VG’S UNOFFICIAL MEN’S BEACHWEAR GUIDE: 2011 EDITION

Well, ladies and gentlemen (and flamboyant gentlemen), that terrifying time has come around once again… the time when we are forced to hit the stores in search of the perfect swimsuit.

For some reason, many women seem to be of the opinion that, for men, this is in no way a mind-numbingly frightening experience–but really that couldn’t be further from the truth. First off, let’s get one thing straight: It is imperative to pick out a perfect suit that will hug your love handles (or hopefully, lack thereof) in just the right way—not too much pressure now, for those handles will topple over the sides, and not too little either, you don’t want to appear larger than you already are! That being said, for men, there are essentially four beachwear looks from which to choose:


THE BOARD SHORT
Always a good choice. You come off looking sporty, masculine, and carefree. Let’s just remember to snag a pair with netted lining or some sort of support so that we don’t end up looking like Mr. Playgirl 1998. This is also a chance to flaunt a fun design or motif. I personally prefer to go with a large floral pattern to distract from my sagging boobs–I mean, um, pecs.
Tommy Bahama Blurred of Paradise Swim Trunk, $48*; RVCA Civil Stripe Boardshort, $53*; Paul Smith Multi-stripe Swim Trunk, $160


THE GAY SHORT
Here, my friends, we have the male coochie cutter—basically a boxer brief of sorts that is ‘acceptable’ to wear in public. These only look good if you’ve got amazing gams, so if you have a case of FAT THIGH, like I do, please re-consider this choice. If you have a little butt and sexy legs, then by all means find yourself a cute pair and hit the beach! Note: Confidence is key.
────────────────────────────────────────
WORK TO DO:
a – According to the men's beachwear guide, how many beachwear looks are there for men to choose from?
b – Write a continuation of the men's beachwear guide, starting right after its final sentence.
The rows that come after this guide have nothing to do with what is asked here.
────────────────────────────────────────
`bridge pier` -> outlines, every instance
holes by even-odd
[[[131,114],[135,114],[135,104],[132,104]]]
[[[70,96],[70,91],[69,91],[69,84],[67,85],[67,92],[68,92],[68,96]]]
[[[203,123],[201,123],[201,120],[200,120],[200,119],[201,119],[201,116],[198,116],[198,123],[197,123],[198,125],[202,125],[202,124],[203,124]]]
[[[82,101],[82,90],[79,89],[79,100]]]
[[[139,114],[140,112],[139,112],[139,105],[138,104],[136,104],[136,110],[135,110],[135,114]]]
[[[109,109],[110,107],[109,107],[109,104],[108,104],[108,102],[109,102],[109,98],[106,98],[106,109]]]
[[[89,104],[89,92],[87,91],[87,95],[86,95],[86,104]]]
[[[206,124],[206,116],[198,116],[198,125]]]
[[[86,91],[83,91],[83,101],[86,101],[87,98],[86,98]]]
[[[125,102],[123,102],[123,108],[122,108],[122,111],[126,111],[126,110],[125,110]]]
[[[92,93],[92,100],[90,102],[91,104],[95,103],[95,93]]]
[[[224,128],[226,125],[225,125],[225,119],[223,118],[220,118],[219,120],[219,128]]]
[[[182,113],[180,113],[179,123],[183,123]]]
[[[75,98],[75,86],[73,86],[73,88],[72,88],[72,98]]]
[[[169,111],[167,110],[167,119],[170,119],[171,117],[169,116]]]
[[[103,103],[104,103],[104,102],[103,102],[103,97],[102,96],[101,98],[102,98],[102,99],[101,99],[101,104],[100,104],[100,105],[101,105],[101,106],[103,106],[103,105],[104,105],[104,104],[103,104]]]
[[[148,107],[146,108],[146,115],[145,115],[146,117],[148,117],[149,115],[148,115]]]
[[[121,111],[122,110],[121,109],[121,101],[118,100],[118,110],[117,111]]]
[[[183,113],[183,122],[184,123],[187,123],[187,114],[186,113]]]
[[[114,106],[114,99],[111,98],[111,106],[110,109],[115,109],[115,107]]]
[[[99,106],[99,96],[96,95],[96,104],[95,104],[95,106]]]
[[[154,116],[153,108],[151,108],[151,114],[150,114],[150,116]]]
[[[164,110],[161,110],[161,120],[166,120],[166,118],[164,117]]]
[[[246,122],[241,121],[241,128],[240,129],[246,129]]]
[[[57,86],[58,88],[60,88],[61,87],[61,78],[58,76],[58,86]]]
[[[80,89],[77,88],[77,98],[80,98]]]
────────────────────────────────────────
TASK-BY-TASK ANSWERS:
a – Four.

b –
D&G Swim Short, $95; Marc by Marc Jacobs California Swim Trunk, $50*; Bikkembergs Swimming Trunk, $75*


THE SPEEDO
Speedos are hideous. Just don’t do it. Unless you are drop-dead gorgeous and/or packing some major heat, there is no reason to even consider them. You know what, I retract that–even if you are an Adonis, it’s still sexier to hide a little something. Let’s face it, most of us are not on some hip beach in France trying to fit in. Leave something for the bedroom; everyone will be thankful in return.
DSQUARED2 Gigolo Speedo, $250*; Speedo Brief Trunk, $45*; N2N Bodywear Catalina Sport Bikini, $29


THE BEACHED WHALE
Raybans, a bottle of tequila, a white hoodie, gym shorts, and flip-flops complete this beachwear look. Let’s just hope it never comes to this.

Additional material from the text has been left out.